* [About this task]: Note each line in the data holding the string "wooden" and report it.

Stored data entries
+++
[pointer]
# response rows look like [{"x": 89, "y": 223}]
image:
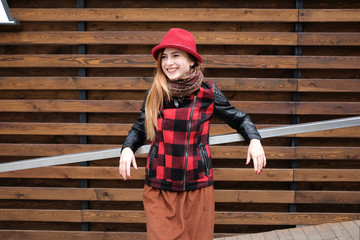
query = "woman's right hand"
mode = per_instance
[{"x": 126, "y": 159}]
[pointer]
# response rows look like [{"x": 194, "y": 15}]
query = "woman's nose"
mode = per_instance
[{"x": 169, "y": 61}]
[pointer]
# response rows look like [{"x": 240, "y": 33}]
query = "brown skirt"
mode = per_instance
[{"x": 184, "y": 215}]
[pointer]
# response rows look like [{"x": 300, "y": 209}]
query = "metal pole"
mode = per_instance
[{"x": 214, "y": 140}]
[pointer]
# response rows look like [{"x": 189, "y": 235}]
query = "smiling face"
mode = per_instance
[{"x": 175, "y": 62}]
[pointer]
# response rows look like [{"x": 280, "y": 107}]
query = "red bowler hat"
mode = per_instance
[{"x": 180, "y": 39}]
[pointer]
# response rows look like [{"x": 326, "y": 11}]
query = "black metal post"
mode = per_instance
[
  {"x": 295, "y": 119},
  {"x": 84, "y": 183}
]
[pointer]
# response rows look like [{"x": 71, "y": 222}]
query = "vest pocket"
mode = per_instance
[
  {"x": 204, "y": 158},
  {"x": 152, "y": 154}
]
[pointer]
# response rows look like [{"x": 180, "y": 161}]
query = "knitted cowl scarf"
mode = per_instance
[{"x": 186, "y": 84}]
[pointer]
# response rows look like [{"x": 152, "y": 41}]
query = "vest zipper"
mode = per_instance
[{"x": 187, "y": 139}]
+++
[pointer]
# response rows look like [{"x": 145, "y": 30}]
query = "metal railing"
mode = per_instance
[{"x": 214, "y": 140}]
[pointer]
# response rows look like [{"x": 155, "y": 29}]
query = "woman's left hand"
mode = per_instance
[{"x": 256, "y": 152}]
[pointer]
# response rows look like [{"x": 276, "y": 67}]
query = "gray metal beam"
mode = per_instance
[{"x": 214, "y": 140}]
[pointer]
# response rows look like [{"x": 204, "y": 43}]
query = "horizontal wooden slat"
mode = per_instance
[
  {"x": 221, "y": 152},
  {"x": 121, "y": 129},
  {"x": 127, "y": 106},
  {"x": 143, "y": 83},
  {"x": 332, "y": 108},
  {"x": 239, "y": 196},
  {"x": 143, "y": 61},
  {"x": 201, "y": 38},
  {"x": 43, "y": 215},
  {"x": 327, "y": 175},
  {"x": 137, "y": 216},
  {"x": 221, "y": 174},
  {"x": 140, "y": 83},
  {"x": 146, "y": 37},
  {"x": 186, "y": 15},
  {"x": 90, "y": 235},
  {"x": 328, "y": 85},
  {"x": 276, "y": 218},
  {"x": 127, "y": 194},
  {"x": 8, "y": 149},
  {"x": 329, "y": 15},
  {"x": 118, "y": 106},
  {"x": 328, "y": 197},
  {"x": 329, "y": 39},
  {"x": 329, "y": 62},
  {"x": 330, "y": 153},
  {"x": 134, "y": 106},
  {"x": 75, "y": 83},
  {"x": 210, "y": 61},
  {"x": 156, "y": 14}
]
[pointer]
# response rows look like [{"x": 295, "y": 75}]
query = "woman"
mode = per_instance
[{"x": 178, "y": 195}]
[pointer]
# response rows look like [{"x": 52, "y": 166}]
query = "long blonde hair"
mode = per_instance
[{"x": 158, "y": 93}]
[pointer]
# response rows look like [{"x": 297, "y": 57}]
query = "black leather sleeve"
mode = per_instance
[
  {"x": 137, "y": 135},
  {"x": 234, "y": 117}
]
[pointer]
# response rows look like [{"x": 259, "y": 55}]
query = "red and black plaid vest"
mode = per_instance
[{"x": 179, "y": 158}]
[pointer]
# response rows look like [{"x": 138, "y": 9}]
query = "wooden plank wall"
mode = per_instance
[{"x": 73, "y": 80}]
+++
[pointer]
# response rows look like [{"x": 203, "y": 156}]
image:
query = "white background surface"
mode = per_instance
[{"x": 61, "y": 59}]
+++
* [Solution to the problem]:
query = "horizontal wooden slat"
query = "wooden plank wall"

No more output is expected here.